Goal: Please render all the rows below as one JSON list of strings, with one string per line and blank lines left out.

|---|

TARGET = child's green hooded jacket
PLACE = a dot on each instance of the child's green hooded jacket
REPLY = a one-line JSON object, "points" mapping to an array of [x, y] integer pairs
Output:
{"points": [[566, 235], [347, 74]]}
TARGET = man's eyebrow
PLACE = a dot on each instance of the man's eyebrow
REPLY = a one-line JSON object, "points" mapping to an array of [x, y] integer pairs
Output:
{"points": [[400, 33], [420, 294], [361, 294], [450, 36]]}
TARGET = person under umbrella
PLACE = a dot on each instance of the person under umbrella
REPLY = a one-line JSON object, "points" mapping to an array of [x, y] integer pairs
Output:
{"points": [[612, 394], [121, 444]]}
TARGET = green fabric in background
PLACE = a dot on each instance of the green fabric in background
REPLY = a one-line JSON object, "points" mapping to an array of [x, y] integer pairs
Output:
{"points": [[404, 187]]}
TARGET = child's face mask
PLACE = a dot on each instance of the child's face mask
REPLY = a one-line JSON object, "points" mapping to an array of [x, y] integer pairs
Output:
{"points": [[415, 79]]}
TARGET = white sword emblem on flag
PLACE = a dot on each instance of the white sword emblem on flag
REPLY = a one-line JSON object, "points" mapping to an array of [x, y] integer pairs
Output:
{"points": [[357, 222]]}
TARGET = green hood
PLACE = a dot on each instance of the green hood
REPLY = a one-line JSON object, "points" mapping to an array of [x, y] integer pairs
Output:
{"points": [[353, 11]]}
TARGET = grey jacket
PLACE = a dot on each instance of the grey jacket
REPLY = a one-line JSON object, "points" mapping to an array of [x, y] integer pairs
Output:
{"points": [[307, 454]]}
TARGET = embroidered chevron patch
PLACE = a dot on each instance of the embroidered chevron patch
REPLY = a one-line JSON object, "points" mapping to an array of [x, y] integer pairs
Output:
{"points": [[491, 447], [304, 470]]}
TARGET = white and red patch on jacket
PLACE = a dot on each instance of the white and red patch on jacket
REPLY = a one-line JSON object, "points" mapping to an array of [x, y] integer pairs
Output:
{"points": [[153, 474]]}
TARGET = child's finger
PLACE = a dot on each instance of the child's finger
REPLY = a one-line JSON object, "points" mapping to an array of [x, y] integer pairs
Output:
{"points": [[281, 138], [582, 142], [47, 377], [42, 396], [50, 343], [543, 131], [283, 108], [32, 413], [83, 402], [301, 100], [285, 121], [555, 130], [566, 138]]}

|---|

Answer to this exercise:
[
  "TARGET = child's green hooded jacket",
  "PLACE = a dot on each instance of the child's green hooded jacket",
  "REPLY = a one-line JSON object, \"points\" mapping to an array of [x, y] integer pairs",
  "Output:",
  "{\"points\": [[566, 235], [347, 74]]}",
  "TARGET = man's eyebrow",
  "PLACE = a dot on each instance of the man's eyebrow",
  "REPLY = a one-line JSON object, \"points\" mapping to an array of [x, y] integer pairs",
  "Output:",
  "{\"points\": [[400, 33], [420, 294], [361, 294], [450, 36]]}",
  "TARGET = person under umbrella",
  "PLACE = a dot on each instance of the person under umbrella",
  "REPLY = a one-line JSON object, \"points\" mapping to an array of [x, y] integer pairs",
  "Output:",
  "{\"points\": [[612, 394], [121, 444]]}",
  "TARGET = green fabric in background",
  "PLACE = a dot on each instance of the green fabric in background",
  "REPLY = a one-line JSON object, \"points\" mapping to an array of [x, y] integer pairs",
  "Output:",
  "{\"points\": [[404, 187]]}",
  "TARGET = child's face mask",
  "PLACE = a dot on each instance of the child's face mask",
  "REPLY = a one-line JSON object, \"points\" mapping to an array of [x, y] integer pairs",
  "Output:",
  "{\"points\": [[415, 79]]}",
  "TARGET = white sword emblem on flag",
  "PLACE = a dot on each instance of the white sword emblem on flag",
  "REPLY = a one-line JSON object, \"points\" mapping to an array of [x, y] integer pairs",
  "Output:",
  "{\"points\": [[357, 222]]}",
  "TARGET = green hood",
  "PLACE = a dot on each instance of the green hood",
  "REPLY = a one-line JSON object, \"points\" mapping to an array of [x, y] integer pairs",
  "Output:",
  "{\"points\": [[353, 11]]}",
  "TARGET = grey jacket",
  "PLACE = a dot on each instance of the grey jacket",
  "REPLY = a one-line JSON object, \"points\" mapping to an array of [x, y] integer pairs",
  "Output:",
  "{\"points\": [[307, 454]]}",
  "TARGET = embroidered chevron patch",
  "PLACE = a dot on each instance of the embroidered chevron patch",
  "REPLY = a one-line JSON object, \"points\" mapping to an array of [x, y] integer pairs",
  "Output:",
  "{\"points\": [[491, 447], [304, 470]]}",
  "TARGET = white and red patch on jacket",
  "PLACE = a dot on each instance of the white and red patch on jacket",
  "REPLY = a one-line JSON object, \"points\" mapping to an array of [x, y] integer pairs",
  "Output:",
  "{\"points\": [[153, 474]]}",
  "TARGET = child's finger",
  "PLACE = a dot on each instance of the child's finger",
  "REPLY = a one-line JSON object, \"points\" mapping to an array of [x, y] integer pairs",
  "Output:",
  "{\"points\": [[281, 138], [582, 142], [47, 377], [42, 396], [50, 343], [543, 131], [283, 108], [32, 413], [83, 402], [301, 100], [285, 121], [555, 130], [566, 138]]}"
]